§ **Yapılacak iş**:
Cüneyt Arkın hakkındaki metinde, "kaybettiğim an ben de yok olurum" sözünden önce eşi için sıralanan sözcüklerin hepsi hangileridir?

§ **Verilen metin**:
####################

54 yıllık aşk: Tek isteğim Betül'den önce ölmek...
54 yıllık bir evlilik... Bugün kaybettiğimiz usta sanatçı Cüneyt Arkın ve eşi Betül Cüreklibatur'ın evlilikleri yarım asırı devirmişti. Yeşilçam'ın usta ismi Instagram mesajlarında sık sık eşine ve ailesine olan düşkünlüğünü paylaşıyordu. En büyük korkusu da eşine ilişkindi...
Türk sinemasının jönü Cüneyt Arkın'ı kaybettik... Usta sanatçı kalp durması sonucu yaşamını yitirdi. Hastaneden yapılan açıklamada, "Türk sinemasının değerli oyuncusu Sayın Cüneyt Arkın kalbinin durması sebebiyle ambulansla geldiği Liv Hospital’da bütün yeniden canlandırma çabalarına rağmen hayatını kaybetti. Liv Hospital Ailesi olarak Türk sinemasının dev oyuncusunu kaybetmenin üzüntüsü içindeyiz" denildi... Cüneyt Arkın sadece sinemadaki kariyeri değil eşine olan aşkıyla da sıkça gündeme gelen bir isimdi...
Cüneyt Arkın, Instagram hesabından hayattaki en büyük korkusunu şu sözlerle anlatmıştı: "Hiçbir şeyden korkmadığım kadar eşimi kaybetmekten korkuyorum. Karımı, canımı, bebeğimi, Betül’ümü kaybettiğim an ben de yok olurum.."
Cüneyt Arkın aynı paylaşımında yarım asırı deviren evliliklerinden fotoğraflar da paylaşmıştı.

####################

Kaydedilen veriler

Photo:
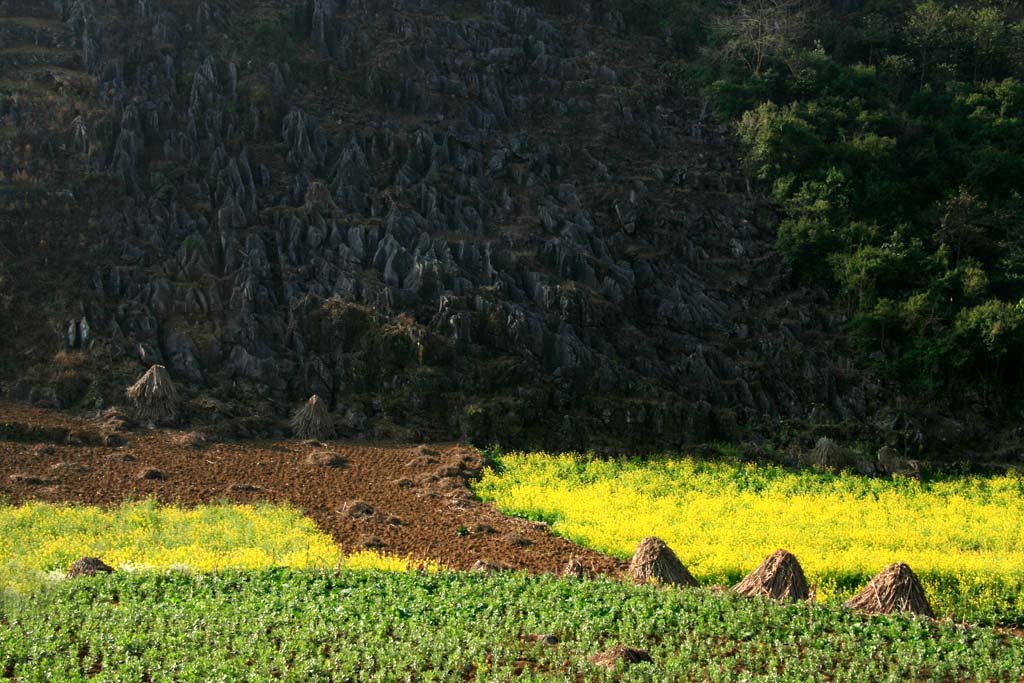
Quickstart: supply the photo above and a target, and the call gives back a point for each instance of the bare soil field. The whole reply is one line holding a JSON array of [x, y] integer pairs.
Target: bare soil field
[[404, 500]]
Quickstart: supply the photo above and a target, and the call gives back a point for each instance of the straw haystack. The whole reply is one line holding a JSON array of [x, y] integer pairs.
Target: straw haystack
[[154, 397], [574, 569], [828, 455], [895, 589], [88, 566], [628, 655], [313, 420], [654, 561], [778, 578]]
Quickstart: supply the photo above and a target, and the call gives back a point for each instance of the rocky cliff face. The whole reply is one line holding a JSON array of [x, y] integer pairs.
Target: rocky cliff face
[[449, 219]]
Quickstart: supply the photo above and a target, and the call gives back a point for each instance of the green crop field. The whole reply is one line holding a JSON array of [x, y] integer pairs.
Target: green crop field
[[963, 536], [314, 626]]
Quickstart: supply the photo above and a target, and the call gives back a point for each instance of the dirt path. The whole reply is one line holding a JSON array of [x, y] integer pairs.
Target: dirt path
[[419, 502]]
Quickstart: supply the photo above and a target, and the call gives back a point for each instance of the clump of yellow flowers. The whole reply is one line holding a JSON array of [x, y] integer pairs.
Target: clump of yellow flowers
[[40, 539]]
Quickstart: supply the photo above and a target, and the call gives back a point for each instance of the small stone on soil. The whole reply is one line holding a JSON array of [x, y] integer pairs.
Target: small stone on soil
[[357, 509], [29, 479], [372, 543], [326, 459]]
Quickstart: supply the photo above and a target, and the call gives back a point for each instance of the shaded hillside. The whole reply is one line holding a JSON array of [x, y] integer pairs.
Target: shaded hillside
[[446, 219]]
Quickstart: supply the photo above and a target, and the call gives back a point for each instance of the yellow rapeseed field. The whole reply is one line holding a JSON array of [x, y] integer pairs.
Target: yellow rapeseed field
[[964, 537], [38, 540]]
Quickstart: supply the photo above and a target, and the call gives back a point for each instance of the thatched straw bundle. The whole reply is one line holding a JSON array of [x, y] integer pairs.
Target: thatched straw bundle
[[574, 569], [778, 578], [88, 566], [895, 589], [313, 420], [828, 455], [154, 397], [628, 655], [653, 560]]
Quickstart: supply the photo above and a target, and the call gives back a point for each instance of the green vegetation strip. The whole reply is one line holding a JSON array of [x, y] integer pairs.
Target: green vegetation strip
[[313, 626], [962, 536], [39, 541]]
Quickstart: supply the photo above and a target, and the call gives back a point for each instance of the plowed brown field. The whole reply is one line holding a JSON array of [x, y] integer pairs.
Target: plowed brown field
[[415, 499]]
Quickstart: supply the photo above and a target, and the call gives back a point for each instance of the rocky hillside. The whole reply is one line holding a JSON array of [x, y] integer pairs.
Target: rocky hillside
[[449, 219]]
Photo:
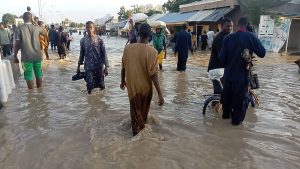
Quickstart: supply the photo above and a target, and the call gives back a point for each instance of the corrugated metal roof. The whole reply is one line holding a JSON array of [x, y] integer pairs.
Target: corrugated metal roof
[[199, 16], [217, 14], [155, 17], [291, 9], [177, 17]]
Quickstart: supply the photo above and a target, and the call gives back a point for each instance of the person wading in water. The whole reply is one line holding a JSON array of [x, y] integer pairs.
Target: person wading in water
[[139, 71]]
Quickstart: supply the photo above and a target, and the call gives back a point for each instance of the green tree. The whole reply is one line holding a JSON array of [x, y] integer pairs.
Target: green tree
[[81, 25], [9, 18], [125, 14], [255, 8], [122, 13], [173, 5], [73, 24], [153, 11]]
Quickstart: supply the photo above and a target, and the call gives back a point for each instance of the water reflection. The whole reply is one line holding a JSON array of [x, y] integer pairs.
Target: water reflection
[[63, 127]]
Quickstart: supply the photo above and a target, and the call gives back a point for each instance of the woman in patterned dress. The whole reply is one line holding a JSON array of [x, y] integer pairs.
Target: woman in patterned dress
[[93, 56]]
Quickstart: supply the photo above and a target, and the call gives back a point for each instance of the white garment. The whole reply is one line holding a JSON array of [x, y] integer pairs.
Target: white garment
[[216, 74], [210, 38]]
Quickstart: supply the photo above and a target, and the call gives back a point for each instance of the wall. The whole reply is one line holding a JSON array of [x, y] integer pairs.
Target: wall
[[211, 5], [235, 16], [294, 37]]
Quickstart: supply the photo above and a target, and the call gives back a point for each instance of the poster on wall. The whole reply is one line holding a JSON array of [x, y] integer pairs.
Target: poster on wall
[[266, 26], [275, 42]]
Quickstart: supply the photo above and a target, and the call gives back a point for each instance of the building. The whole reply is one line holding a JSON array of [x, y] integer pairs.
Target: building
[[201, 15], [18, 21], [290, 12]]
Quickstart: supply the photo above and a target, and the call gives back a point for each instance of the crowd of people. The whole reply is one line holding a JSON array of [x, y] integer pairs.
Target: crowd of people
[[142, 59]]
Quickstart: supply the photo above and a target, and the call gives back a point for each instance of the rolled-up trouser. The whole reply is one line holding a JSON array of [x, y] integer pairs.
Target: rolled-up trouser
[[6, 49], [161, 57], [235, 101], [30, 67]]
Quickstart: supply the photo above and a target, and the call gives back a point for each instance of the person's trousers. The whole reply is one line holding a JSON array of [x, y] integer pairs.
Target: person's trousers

####################

§ **Sorunun çözümü**:
Karımı, canımı, bebeğimi, Betül’ümü